START DATA

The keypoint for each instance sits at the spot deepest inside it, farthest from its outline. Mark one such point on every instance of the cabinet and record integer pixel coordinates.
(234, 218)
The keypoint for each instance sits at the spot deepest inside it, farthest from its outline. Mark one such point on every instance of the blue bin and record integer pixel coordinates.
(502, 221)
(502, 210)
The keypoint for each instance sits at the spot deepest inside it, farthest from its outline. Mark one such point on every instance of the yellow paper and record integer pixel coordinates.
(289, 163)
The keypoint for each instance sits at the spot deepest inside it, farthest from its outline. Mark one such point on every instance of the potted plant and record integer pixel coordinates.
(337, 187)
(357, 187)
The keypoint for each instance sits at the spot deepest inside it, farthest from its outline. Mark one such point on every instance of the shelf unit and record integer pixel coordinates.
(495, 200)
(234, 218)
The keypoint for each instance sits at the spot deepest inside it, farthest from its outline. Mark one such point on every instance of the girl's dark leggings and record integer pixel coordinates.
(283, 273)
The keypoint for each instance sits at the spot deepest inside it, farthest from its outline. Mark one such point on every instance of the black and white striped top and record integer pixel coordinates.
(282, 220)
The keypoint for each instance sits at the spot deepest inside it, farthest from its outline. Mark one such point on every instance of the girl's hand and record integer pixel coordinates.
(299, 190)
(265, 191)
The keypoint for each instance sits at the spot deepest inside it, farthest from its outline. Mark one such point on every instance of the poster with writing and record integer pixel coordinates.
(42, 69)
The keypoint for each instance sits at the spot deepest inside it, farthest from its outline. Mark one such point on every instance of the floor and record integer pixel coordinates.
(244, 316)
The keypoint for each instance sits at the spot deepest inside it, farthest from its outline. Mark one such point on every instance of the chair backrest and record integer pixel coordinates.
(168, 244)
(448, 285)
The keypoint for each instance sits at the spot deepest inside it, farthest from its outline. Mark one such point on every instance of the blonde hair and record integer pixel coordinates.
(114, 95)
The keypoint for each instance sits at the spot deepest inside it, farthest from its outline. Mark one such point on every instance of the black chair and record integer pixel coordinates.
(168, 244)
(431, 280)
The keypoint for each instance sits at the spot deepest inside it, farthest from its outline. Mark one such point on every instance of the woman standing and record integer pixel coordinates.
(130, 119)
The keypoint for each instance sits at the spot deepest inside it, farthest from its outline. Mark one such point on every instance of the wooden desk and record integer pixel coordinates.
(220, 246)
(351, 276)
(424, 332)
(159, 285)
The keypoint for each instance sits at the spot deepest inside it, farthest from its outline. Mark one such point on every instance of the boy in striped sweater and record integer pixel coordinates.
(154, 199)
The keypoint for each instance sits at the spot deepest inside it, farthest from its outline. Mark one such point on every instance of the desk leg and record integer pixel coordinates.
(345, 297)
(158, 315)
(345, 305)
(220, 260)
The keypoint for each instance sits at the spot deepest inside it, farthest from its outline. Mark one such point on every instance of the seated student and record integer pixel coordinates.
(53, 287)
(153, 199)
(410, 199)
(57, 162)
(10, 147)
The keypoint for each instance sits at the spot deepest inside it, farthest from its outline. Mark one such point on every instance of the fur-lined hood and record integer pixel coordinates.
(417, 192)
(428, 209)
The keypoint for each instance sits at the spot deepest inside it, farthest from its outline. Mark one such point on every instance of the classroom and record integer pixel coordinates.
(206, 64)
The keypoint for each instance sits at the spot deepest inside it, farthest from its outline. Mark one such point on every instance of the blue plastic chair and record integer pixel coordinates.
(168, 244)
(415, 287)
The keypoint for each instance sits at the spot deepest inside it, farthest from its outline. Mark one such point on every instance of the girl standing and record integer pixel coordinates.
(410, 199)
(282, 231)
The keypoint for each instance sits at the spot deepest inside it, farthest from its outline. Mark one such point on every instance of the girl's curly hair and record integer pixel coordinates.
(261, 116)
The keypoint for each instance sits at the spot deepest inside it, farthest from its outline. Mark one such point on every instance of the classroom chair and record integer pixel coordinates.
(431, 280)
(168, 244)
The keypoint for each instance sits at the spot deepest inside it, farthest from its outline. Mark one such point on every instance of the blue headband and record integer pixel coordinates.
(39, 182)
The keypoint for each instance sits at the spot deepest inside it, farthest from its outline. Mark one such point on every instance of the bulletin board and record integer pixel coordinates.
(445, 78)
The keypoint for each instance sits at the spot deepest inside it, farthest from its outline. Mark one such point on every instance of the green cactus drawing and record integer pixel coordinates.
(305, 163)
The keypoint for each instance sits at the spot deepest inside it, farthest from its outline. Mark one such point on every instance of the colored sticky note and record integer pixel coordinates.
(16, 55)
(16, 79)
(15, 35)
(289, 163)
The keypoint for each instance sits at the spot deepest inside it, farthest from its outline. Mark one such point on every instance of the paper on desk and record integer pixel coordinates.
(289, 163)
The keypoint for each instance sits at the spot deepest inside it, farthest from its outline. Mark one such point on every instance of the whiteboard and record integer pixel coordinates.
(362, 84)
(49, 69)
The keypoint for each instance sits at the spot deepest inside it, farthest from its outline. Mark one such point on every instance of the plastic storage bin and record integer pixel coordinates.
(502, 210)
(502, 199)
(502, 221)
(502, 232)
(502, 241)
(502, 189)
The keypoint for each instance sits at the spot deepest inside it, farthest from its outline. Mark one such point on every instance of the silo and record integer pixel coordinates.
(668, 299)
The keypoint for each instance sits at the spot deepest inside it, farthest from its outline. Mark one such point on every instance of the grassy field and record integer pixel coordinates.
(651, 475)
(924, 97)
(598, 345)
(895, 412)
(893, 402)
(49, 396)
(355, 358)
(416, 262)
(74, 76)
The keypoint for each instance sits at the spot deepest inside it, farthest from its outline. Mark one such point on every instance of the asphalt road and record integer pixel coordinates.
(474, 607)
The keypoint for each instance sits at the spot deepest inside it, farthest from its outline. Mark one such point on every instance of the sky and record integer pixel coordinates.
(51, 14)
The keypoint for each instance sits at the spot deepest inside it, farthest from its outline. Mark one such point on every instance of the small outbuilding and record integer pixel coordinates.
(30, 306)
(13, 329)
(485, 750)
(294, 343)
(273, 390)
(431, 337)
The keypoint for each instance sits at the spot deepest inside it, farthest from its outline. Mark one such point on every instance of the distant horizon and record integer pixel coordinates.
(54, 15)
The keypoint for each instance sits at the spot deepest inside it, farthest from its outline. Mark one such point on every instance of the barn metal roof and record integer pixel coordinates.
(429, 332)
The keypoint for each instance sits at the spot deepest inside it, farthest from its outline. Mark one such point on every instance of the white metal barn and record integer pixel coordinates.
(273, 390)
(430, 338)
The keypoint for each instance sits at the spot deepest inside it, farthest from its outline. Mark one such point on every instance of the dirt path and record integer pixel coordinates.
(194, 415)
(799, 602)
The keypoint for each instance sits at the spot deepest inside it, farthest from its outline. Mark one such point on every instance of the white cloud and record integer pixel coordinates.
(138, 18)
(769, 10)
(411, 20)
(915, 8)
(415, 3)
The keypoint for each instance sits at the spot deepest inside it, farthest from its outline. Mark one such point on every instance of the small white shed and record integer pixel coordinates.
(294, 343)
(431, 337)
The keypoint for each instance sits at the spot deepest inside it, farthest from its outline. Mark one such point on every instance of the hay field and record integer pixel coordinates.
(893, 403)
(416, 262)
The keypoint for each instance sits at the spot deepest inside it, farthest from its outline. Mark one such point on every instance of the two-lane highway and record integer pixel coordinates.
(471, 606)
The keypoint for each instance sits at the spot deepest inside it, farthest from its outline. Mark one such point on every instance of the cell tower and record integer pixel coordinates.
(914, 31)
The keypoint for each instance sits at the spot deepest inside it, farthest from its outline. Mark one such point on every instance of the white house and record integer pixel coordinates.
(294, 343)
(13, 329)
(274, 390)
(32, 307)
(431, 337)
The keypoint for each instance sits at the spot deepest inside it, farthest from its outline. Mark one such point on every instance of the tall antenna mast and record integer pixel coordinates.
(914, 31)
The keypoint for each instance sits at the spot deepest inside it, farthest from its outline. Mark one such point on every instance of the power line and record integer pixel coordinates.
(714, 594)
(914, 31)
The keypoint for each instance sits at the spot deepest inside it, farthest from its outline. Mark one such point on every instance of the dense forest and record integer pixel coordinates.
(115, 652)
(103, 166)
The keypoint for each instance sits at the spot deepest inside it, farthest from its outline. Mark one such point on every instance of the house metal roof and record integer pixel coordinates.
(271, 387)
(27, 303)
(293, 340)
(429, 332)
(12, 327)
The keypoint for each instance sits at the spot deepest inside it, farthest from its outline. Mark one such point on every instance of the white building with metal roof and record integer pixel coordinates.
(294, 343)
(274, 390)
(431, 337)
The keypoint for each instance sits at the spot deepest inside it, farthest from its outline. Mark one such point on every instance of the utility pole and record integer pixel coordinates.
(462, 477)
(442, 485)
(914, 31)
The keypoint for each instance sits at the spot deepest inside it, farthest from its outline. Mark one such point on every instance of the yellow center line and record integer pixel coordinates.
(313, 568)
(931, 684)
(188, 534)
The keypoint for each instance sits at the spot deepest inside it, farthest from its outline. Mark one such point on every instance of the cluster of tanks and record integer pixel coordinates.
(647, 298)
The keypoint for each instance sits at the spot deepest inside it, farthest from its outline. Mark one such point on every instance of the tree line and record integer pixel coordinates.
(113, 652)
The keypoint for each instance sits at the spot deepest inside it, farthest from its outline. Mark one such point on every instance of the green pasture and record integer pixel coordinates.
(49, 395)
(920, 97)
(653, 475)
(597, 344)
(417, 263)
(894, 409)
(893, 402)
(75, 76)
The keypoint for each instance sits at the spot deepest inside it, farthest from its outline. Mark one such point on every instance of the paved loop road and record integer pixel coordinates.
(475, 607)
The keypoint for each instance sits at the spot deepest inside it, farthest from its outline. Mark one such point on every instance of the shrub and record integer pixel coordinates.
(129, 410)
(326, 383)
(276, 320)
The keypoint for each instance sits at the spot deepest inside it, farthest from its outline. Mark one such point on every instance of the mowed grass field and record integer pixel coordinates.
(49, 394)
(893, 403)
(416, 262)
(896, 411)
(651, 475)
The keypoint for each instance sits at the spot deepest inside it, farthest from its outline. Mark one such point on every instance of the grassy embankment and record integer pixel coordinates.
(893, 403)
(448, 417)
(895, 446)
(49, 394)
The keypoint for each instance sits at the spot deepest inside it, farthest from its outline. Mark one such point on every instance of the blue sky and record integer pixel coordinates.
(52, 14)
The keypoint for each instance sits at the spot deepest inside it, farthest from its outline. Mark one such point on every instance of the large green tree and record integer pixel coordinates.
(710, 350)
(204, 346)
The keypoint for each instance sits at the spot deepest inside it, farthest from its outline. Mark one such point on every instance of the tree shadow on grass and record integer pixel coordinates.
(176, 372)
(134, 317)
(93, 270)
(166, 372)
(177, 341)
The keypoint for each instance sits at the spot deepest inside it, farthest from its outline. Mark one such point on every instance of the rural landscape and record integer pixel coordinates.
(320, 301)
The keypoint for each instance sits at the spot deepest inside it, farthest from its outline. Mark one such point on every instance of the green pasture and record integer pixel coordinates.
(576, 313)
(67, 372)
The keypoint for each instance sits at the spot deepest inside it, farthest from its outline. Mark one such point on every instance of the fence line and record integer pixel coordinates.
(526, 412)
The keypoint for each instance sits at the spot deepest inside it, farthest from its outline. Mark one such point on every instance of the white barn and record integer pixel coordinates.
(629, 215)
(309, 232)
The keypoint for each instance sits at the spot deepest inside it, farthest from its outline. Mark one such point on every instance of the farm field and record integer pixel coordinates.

END DATA

Your answer must be an exact transcription of the lines from the one containing "white barn and record integer pixel coordinates." through the last line of the records above, and nothing else.

The keypoint for each instance sits at the spot deepest inside it, farthest from its outline. Mark one such point on every instance of the white barn and record integer pixel coordinates.
(629, 215)
(309, 232)
The keypoint for each instance sits at the spot deepest inside it, farthest from its outline. Mark one such point on every instance of the farm field and record integer pixel coordinates.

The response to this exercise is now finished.